Task objective:
The required output is every line from the one with "Someone claims the tree trunk" through the final line of the data below, unchanged.

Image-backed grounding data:
++++++++

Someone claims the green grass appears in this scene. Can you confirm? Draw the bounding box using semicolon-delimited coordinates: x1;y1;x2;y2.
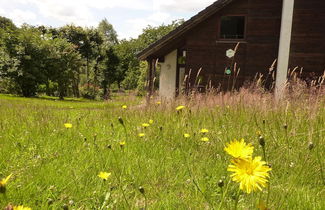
0;93;324;209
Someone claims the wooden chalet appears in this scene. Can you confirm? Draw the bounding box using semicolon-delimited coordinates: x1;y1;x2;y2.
138;0;325;99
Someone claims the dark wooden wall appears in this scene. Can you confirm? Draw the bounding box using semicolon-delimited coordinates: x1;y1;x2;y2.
184;0;325;90
290;0;325;80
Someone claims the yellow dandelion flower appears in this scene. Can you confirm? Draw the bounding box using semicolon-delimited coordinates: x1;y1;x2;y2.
176;105;185;111
0;174;12;187
224;139;254;159
138;133;145;137
227;156;271;194
64;123;72;128
119;141;126;146
13;205;32;210
183;133;190;138
142;123;150;128
122;105;127;109
201;137;209;142
156;101;161;105
0;174;12;194
149;119;154;124
98;172;111;181
200;128;209;134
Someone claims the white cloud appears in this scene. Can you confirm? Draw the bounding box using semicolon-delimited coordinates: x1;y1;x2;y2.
0;9;37;25
121;12;175;39
153;0;216;12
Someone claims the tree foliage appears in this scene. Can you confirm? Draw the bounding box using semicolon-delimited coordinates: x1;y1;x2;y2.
0;16;184;99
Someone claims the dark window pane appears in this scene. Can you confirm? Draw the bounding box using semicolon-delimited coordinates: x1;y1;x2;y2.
220;16;245;39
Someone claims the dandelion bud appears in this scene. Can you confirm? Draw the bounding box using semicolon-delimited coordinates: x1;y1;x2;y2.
283;124;288;130
62;204;69;210
0;186;6;194
218;179;224;188
308;142;314;150
118;117;124;125
259;136;265;147
139;186;145;194
47;198;54;205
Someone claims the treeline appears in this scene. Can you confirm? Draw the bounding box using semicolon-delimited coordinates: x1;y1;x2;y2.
0;16;183;99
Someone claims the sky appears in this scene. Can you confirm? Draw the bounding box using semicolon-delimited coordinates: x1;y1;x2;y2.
0;0;216;40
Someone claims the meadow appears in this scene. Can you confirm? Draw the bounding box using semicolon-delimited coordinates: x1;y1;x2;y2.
0;90;324;209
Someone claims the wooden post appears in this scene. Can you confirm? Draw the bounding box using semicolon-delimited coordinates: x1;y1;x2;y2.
146;59;153;104
275;0;295;100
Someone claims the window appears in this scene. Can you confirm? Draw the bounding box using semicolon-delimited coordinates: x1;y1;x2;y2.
220;16;245;39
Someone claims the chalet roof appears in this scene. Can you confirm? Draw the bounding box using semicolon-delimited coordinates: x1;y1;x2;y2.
137;0;235;60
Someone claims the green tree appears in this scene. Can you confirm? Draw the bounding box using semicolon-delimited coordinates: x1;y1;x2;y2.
98;18;118;46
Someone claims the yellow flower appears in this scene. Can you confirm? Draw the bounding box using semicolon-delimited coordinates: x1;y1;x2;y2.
183;133;190;138
0;174;12;187
64;123;72;128
200;128;209;134
119;141;126;146
98;172;111;181
138;133;145;137
13;205;32;210
227;156;271;194
224;139;254;160
176;105;185;111
122;105;127;109
149;119;154;124
142;123;150;128
156;101;161;105
201;137;209;142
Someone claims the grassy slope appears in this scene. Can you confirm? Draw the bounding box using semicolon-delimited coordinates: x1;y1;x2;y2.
0;94;324;209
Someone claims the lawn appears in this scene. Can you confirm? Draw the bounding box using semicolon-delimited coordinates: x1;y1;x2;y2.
0;92;324;209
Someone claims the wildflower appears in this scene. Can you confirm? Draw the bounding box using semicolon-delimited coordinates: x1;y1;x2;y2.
183;133;190;138
119;141;126;147
142;123;150;128
13;205;32;210
201;137;209;142
122;105;127;109
176;105;185;111
138;133;145;137
156;101;161;105
149;119;154;124
224;139;254;160
98;172;111;181
0;174;12;193
227;156;271;194
200;128;209;134
64;123;72;128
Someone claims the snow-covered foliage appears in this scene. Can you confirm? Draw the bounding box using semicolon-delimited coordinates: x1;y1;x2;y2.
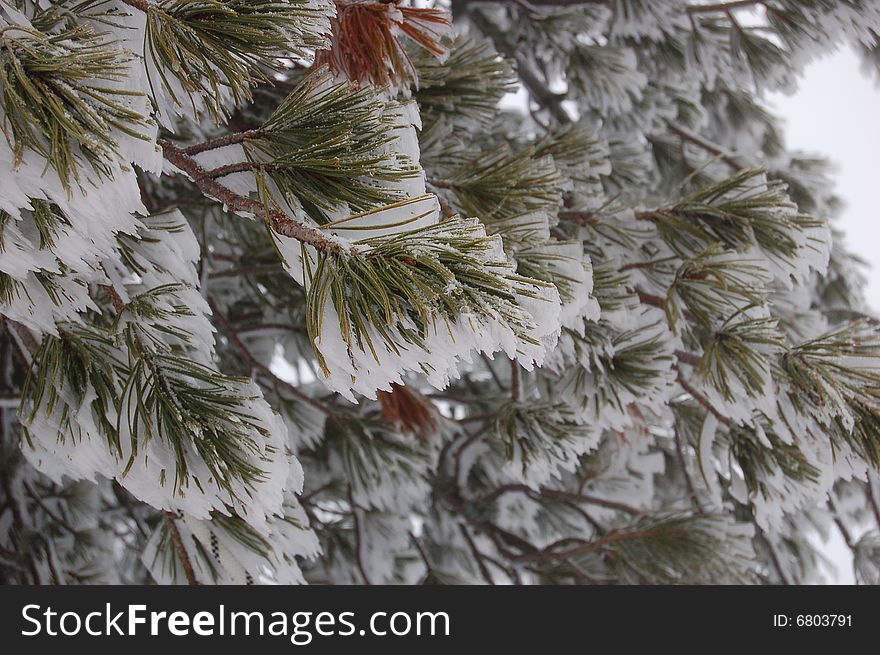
2;0;880;585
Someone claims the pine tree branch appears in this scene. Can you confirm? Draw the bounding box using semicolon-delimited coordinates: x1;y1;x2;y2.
466;9;572;124
159;139;351;256
755;529;791;585
121;0;150;11
94;277;276;506
347;486;372;585
4;319;39;358
674;430;706;514
207;296;332;415
183;130;263;156
511;527;657;562
676;371;733;427
673;359;813;585
205;162;268;178
458;523;496;584
687;0;767;15
510;360;521;402
163;511;200;585
442;464;601;584
675;350;704;368
408;532;435;580
826;497;855;552
481;484;643;515
558;209;599;227
664;120;745;170
0;454;44;584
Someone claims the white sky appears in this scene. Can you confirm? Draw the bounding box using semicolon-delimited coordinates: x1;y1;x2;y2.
770;48;880;311
769;47;880;584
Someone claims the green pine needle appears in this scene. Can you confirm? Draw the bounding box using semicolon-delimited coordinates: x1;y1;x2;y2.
143;0;331;120
304;214;547;376
0;23;150;187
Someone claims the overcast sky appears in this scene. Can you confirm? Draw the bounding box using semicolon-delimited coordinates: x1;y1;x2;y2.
770;47;880;584
770;48;880;311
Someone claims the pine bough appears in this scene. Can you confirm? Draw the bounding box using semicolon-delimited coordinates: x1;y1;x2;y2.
0;0;879;585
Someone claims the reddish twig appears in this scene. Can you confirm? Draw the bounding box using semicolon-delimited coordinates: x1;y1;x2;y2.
163;512;200;585
159;139;350;256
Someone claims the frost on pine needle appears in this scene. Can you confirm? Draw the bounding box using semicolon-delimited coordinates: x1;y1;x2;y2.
18;311;293;531
516;239;600;330
273;196;563;400
607;0;689;42
432;144;567;224
4;0;880;585
556;308;677;433
567;45;648;116
641;169;831;288
139;0;335;123
412;35;517;132
143;464;320;585
251;69;423;219
491;402;600;489
0;13;153;188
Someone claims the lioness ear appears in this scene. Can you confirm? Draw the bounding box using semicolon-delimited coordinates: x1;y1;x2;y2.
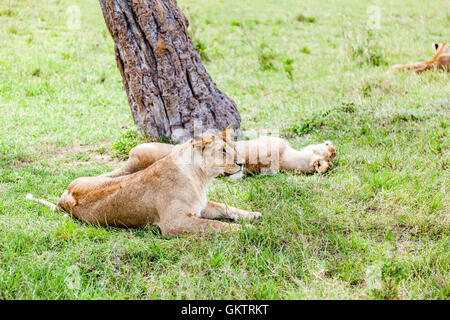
201;137;213;147
222;126;233;139
433;43;440;52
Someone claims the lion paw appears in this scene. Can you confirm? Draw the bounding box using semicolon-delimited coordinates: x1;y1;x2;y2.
238;210;262;220
250;211;262;219
304;141;336;173
313;158;330;173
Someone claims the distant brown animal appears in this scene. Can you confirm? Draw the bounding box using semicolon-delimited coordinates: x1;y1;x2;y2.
388;42;450;73
26;129;262;237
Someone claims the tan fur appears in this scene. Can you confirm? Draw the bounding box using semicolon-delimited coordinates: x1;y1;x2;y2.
29;129;261;237
388;42;450;73
105;136;336;178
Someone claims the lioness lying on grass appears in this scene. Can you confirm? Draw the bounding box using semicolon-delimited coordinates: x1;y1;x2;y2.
388;42;449;73
27;129;261;237
105;136;336;178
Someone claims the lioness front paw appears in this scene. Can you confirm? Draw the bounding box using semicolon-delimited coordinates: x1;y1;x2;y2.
313;158;330;173
238;211;262;220
250;211;262;219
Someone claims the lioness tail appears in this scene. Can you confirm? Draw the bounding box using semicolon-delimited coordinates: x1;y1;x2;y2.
26;194;58;212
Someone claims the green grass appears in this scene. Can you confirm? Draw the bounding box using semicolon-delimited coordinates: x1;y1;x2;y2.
0;0;449;299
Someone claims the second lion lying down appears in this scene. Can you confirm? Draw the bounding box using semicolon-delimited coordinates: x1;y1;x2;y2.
105;135;336;178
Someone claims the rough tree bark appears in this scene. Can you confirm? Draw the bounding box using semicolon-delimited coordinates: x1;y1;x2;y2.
98;0;241;142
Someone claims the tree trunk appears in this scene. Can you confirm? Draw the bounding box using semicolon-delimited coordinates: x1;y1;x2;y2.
98;0;241;142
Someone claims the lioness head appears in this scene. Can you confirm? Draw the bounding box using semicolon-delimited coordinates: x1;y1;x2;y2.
433;42;450;70
190;127;244;179
433;42;449;54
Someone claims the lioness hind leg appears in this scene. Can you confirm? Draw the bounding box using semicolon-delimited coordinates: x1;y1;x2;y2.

++++++++

Result:
Someone claims the tree trunk appears in this scene. Can you confirm? Draw the bounding box using semicolon-delimited coordinates: x1;y1;x2;y2.
98;0;241;142
Someone claims the lioness head appears in this scene. Can you confirm? Draw the bounding box using semicolon-delimited coordinates: x1;y1;x2;y2.
433;42;450;70
190;127;244;179
433;42;449;54
Someone claims the lioness hind leg appears in this scene. Can you confirm? Draw the bounding box using semicolon-delimited coordinates: x1;y1;x2;y2.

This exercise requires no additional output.